=== Entries ===
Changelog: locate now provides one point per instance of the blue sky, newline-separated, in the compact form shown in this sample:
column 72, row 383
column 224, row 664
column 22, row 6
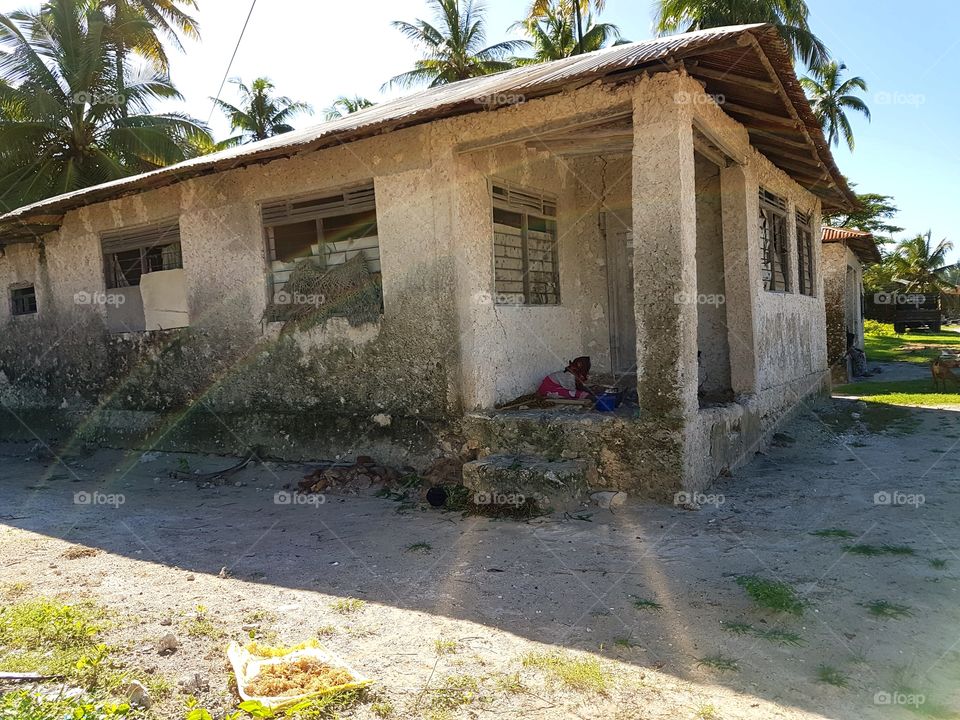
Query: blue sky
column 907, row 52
===
=== Entries ===
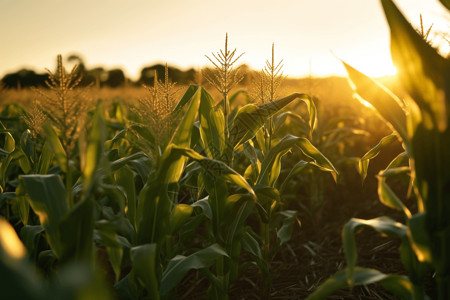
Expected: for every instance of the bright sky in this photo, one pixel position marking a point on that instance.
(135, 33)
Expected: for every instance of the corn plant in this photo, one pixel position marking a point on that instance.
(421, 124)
===
=== Entries ===
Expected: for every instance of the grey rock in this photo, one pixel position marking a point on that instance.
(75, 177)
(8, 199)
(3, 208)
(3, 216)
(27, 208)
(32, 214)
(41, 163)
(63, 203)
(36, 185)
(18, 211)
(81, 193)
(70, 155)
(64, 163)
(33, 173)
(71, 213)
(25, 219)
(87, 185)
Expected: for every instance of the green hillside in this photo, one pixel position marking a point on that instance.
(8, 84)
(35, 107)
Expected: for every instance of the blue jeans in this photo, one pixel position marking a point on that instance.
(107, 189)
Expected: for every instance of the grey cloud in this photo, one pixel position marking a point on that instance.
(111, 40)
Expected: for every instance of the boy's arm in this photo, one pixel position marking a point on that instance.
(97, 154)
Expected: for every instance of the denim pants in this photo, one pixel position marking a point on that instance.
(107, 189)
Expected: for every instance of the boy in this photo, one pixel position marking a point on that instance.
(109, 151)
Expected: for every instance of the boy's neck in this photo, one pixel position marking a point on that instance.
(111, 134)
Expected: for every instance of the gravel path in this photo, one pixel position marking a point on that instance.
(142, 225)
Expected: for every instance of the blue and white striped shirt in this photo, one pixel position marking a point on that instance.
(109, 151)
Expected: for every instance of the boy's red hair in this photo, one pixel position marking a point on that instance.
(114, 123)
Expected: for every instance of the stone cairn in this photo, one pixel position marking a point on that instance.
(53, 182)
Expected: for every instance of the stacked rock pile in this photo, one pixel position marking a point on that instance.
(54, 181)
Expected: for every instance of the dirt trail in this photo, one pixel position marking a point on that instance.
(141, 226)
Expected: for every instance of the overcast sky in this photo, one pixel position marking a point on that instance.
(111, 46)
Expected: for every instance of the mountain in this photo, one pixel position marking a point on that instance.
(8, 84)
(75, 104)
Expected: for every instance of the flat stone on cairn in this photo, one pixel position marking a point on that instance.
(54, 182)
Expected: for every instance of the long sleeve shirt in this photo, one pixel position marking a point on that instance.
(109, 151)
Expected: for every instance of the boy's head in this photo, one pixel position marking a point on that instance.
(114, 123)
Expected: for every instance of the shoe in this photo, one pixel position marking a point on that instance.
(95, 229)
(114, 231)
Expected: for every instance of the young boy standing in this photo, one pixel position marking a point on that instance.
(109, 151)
===
What you will do: Please find every line in the data above that contains the word "blue" and copy each such line in full. Treat the match as case-sensitive.

Solved exercise:
Changelog: locate now provides one point per instance of the blue sky, newline-separated, in the compact form shown in this sample:
Query: blue sky
Expected: for every instance of the blue jeans in this photo, one pixel position marking a point on that instance.
Expected: for every instance of the blue and white striped shirt in this photo, one pixel position marking a point on that instance.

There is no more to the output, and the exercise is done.